> [WHAT TO WORK ON] For the listing below, work out how many lines hold the word "foliage" and give that number by itself.

> [DATA FOR THIS EXERCISE]
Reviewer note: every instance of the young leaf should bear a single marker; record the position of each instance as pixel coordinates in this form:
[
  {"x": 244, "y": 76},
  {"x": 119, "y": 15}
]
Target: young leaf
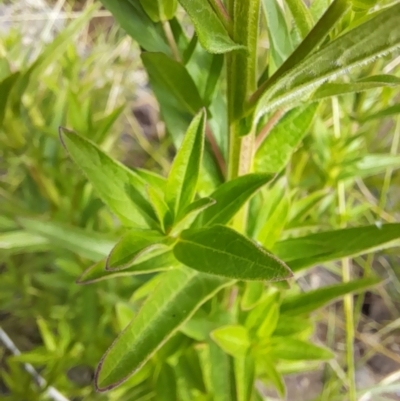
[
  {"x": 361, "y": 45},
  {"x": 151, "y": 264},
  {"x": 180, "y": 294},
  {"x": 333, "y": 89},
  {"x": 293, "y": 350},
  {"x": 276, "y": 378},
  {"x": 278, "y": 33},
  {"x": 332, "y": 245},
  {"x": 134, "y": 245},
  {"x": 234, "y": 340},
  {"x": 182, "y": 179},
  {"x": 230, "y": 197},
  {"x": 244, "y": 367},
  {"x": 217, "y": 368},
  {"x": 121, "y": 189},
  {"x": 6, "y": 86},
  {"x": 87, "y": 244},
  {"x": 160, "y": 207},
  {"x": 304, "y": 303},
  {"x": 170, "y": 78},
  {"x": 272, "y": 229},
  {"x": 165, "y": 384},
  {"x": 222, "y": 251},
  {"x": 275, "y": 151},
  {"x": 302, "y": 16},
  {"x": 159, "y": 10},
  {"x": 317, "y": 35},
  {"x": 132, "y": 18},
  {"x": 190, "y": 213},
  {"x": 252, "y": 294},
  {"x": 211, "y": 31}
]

--

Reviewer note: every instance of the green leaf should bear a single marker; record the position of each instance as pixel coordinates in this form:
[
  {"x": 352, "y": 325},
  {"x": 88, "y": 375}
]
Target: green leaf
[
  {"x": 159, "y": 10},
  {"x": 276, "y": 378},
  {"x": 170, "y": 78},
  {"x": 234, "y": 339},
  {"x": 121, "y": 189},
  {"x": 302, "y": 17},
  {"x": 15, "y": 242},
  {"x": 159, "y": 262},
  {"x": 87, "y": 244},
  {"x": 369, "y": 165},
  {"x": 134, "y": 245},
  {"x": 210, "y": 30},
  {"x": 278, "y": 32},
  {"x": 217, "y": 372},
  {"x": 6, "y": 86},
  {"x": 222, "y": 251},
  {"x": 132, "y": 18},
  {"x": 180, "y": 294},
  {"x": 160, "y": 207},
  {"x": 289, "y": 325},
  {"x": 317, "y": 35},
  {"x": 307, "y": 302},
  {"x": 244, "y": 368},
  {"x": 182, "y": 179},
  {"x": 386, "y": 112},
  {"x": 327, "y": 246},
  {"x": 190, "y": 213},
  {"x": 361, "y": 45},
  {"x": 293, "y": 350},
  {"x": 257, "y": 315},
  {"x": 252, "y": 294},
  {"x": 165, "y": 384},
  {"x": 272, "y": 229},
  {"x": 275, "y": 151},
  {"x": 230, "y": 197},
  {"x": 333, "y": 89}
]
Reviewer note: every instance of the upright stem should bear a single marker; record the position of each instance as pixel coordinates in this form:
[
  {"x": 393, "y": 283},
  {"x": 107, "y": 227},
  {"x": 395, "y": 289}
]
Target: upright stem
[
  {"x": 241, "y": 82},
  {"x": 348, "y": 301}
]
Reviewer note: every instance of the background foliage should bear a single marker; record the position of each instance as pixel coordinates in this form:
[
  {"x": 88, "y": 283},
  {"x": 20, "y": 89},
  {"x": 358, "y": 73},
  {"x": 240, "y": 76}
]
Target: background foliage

==

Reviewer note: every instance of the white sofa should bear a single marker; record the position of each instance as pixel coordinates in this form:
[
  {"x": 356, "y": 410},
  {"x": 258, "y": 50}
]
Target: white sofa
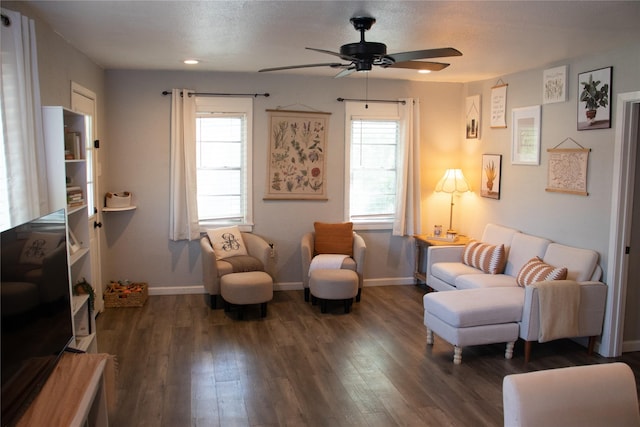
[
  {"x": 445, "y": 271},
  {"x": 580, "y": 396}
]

> [PROBLEM SOLUTION] 2